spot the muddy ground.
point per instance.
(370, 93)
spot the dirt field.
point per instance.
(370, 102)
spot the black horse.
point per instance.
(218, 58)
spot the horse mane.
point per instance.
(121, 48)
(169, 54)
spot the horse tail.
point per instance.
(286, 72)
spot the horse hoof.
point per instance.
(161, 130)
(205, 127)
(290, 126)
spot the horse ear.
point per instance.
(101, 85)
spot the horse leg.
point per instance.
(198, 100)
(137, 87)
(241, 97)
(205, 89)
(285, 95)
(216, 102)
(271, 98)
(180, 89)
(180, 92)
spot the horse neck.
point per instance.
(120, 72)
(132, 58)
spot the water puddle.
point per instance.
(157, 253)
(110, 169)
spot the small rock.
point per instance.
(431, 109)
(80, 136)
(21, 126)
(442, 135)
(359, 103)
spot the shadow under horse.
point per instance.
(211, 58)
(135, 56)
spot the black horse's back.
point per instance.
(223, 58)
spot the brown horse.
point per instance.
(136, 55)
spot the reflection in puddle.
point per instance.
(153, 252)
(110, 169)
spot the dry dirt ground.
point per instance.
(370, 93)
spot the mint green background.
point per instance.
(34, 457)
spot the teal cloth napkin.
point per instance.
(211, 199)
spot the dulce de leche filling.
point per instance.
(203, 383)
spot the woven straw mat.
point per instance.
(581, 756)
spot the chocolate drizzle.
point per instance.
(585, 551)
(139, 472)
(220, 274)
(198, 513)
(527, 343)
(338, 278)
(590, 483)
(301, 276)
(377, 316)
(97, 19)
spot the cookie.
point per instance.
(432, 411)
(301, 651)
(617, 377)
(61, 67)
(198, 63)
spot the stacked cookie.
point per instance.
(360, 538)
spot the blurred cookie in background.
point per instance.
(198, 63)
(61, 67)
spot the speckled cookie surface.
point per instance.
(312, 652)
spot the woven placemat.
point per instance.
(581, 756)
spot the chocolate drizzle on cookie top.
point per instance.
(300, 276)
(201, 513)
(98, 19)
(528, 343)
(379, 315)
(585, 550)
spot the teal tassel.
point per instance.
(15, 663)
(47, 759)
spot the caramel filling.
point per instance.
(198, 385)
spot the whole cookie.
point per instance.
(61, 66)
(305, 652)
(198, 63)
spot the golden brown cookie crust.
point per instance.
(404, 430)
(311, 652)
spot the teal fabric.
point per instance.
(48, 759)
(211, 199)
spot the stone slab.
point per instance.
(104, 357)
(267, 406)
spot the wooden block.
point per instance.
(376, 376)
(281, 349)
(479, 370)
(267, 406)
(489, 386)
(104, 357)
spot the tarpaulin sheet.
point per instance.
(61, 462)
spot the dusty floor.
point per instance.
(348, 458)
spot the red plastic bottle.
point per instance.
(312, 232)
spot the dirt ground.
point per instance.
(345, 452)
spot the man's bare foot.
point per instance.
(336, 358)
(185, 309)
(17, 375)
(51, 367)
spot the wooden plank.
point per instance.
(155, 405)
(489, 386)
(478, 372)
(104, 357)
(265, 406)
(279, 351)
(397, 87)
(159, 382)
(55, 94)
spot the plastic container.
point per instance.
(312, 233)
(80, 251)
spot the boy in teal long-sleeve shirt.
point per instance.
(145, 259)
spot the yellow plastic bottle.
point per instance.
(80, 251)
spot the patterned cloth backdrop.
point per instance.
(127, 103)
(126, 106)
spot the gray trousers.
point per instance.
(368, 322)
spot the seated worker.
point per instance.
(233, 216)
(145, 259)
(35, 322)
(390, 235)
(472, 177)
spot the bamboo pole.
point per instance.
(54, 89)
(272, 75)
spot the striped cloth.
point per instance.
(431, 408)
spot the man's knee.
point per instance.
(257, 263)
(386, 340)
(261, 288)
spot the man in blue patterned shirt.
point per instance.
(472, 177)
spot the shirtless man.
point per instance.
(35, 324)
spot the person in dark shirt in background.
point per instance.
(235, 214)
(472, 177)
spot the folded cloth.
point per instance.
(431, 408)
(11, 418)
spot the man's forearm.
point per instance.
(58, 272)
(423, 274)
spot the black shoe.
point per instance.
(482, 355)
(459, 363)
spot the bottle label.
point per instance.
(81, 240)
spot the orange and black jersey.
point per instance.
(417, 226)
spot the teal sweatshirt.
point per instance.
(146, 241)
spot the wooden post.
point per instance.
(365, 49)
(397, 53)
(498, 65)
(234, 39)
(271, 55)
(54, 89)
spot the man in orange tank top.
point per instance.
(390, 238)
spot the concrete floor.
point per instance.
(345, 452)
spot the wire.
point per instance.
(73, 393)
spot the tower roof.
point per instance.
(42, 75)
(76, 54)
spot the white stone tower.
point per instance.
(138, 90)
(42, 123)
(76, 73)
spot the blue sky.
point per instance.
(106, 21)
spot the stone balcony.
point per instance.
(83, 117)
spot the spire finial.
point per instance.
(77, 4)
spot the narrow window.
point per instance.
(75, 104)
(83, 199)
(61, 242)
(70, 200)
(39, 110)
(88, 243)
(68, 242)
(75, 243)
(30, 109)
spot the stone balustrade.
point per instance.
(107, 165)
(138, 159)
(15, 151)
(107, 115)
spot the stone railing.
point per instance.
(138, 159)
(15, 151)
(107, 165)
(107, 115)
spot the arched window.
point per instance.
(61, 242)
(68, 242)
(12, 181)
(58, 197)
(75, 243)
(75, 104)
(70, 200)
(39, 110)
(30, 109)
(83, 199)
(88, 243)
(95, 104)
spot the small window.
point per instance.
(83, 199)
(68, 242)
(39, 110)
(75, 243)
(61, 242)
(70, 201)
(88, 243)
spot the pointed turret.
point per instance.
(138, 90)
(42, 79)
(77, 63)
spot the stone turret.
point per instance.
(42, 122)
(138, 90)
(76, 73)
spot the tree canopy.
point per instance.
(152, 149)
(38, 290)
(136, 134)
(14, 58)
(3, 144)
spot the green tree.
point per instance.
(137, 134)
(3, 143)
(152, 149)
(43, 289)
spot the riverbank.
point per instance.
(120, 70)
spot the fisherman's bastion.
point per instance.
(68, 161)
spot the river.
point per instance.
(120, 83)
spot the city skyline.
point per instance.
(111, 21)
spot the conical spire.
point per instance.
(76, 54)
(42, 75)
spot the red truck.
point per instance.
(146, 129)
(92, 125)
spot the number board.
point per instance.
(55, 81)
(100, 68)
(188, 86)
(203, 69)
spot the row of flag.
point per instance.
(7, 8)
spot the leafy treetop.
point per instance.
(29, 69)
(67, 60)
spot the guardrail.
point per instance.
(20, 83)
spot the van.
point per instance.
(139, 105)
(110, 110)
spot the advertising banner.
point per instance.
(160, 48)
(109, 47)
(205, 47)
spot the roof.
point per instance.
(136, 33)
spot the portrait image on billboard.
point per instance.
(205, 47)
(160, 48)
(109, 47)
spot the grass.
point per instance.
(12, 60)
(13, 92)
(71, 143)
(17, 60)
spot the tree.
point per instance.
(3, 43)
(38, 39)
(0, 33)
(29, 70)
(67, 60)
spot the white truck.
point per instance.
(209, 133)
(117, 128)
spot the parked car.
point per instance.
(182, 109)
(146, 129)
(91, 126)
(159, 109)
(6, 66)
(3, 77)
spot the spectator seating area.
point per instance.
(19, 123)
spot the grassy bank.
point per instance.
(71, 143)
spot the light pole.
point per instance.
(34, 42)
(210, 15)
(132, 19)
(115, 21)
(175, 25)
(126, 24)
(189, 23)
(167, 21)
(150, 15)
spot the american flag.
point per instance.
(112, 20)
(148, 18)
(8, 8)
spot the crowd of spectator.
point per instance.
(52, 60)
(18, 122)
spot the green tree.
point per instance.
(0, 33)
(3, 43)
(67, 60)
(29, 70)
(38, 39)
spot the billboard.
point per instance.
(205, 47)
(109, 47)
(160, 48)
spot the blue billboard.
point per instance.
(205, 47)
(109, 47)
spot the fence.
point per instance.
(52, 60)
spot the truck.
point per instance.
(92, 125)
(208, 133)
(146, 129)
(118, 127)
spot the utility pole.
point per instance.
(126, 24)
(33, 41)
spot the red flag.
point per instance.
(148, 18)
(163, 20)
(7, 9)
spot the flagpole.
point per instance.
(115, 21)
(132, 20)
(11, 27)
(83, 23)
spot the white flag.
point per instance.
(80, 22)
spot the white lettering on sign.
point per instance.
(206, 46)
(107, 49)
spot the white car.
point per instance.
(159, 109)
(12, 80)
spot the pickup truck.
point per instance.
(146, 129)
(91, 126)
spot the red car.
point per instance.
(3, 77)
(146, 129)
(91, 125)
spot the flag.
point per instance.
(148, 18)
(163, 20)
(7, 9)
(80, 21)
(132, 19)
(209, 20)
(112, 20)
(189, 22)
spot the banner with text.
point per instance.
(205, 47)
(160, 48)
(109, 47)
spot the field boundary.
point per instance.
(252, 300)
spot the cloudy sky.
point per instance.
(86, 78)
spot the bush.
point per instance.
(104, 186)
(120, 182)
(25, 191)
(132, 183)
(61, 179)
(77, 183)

**Job**
Reproduce the records word for word, starting at the line that contains "spot the pickup truck." and ending with the final line of the records.

**Answer in full**
spot the pickup truck.
point per instance.
(146, 129)
(91, 126)
spot the red car.
point per instance.
(3, 77)
(146, 129)
(91, 125)
spot the flag.
point per instance.
(148, 18)
(163, 20)
(7, 9)
(80, 21)
(132, 19)
(209, 20)
(112, 20)
(189, 22)
spot the banner with text.
point per instance.
(205, 47)
(160, 48)
(109, 47)
spot the field boundary.
point per instance.
(252, 300)
spot the cloudy sky.
point per instance.
(86, 78)
spot the bush.
point per instance.
(104, 186)
(120, 182)
(25, 191)
(132, 183)
(61, 179)
(77, 183)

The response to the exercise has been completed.